--- DATA ---

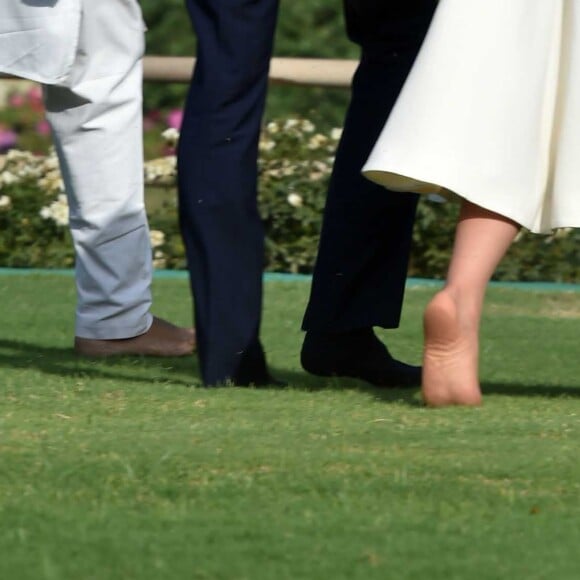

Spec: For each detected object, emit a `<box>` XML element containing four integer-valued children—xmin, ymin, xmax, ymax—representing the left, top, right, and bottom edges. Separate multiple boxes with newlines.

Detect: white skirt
<box><xmin>363</xmin><ymin>0</ymin><xmax>580</xmax><ymax>233</ymax></box>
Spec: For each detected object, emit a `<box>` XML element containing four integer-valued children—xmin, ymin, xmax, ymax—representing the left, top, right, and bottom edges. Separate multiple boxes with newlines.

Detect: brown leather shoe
<box><xmin>74</xmin><ymin>316</ymin><xmax>195</xmax><ymax>357</ymax></box>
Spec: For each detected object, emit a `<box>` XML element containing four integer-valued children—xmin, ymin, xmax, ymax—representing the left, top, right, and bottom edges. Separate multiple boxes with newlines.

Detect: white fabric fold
<box><xmin>0</xmin><ymin>0</ymin><xmax>81</xmax><ymax>85</ymax></box>
<box><xmin>363</xmin><ymin>0</ymin><xmax>580</xmax><ymax>233</ymax></box>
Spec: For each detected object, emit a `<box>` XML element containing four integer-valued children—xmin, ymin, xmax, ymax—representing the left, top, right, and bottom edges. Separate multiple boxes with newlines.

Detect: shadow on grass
<box><xmin>0</xmin><ymin>338</ymin><xmax>199</xmax><ymax>387</ymax></box>
<box><xmin>274</xmin><ymin>368</ymin><xmax>580</xmax><ymax>405</ymax></box>
<box><xmin>0</xmin><ymin>337</ymin><xmax>420</xmax><ymax>402</ymax></box>
<box><xmin>481</xmin><ymin>381</ymin><xmax>580</xmax><ymax>399</ymax></box>
<box><xmin>1</xmin><ymin>338</ymin><xmax>578</xmax><ymax>403</ymax></box>
<box><xmin>274</xmin><ymin>367</ymin><xmax>422</xmax><ymax>405</ymax></box>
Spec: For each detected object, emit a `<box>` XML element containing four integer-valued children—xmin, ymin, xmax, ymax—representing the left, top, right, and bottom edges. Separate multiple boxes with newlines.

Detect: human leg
<box><xmin>300</xmin><ymin>0</ymin><xmax>437</xmax><ymax>387</ymax></box>
<box><xmin>178</xmin><ymin>0</ymin><xmax>279</xmax><ymax>385</ymax></box>
<box><xmin>299</xmin><ymin>56</ymin><xmax>422</xmax><ymax>387</ymax></box>
<box><xmin>44</xmin><ymin>0</ymin><xmax>193</xmax><ymax>356</ymax></box>
<box><xmin>301</xmin><ymin>57</ymin><xmax>421</xmax><ymax>334</ymax></box>
<box><xmin>422</xmin><ymin>201</ymin><xmax>519</xmax><ymax>406</ymax></box>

---

__EXERCISE DIRECTIONS__.
None of the pictures should be kept; reproduce all the remaining material exactly.

__ANSWER__.
Spec: For each detected object, emit a `<box>` XML element containing four integer-valued children—xmin, ymin, xmax, ymax—representing the left, top, right, and bottom edges. Separate multiple boxes with newlines.

Detect: white skirt
<box><xmin>363</xmin><ymin>0</ymin><xmax>580</xmax><ymax>233</ymax></box>
Spec: For each detected object, emit a `<box>` XML element containing four integer-valued children—xmin, ymin, xmax, ymax—representing the left, top, right, and bottom edges. Separate multiple boxes with newlines.

Detect: brown leather shoe
<box><xmin>74</xmin><ymin>316</ymin><xmax>195</xmax><ymax>357</ymax></box>
Spec: For each detected object, emit a `<box>` XML element containing four integer-valued children—xmin, ymin, xmax, ymax—representing the left, top, right, and bottom edges. Separate multiple boxes with newlines.

Detect: white fabric fold
<box><xmin>0</xmin><ymin>0</ymin><xmax>81</xmax><ymax>85</ymax></box>
<box><xmin>363</xmin><ymin>0</ymin><xmax>580</xmax><ymax>233</ymax></box>
Spec: For each detected object, emit a `<box>` XML element containing four integer-valued children—xmin, ymin, xmax, ymax—representing the left, top, right, and bottom edges. Separate multiple boxes with newlines.

Detect: shadow on grass
<box><xmin>0</xmin><ymin>338</ymin><xmax>199</xmax><ymax>387</ymax></box>
<box><xmin>274</xmin><ymin>368</ymin><xmax>580</xmax><ymax>405</ymax></box>
<box><xmin>0</xmin><ymin>337</ymin><xmax>420</xmax><ymax>402</ymax></box>
<box><xmin>481</xmin><ymin>381</ymin><xmax>580</xmax><ymax>399</ymax></box>
<box><xmin>1</xmin><ymin>338</ymin><xmax>578</xmax><ymax>403</ymax></box>
<box><xmin>274</xmin><ymin>367</ymin><xmax>422</xmax><ymax>405</ymax></box>
Spec: For each detected object, emit a `<box>` XML element containing four integer-valued children—xmin, ymin, xmax, ymax—representing the left, top, right, and bottom edges. Separate multiple boxes with newlines.

Detect: human leg
<box><xmin>300</xmin><ymin>0</ymin><xmax>437</xmax><ymax>387</ymax></box>
<box><xmin>178</xmin><ymin>0</ymin><xmax>279</xmax><ymax>385</ymax></box>
<box><xmin>299</xmin><ymin>56</ymin><xmax>422</xmax><ymax>387</ymax></box>
<box><xmin>44</xmin><ymin>0</ymin><xmax>193</xmax><ymax>356</ymax></box>
<box><xmin>301</xmin><ymin>57</ymin><xmax>421</xmax><ymax>334</ymax></box>
<box><xmin>422</xmin><ymin>201</ymin><xmax>519</xmax><ymax>406</ymax></box>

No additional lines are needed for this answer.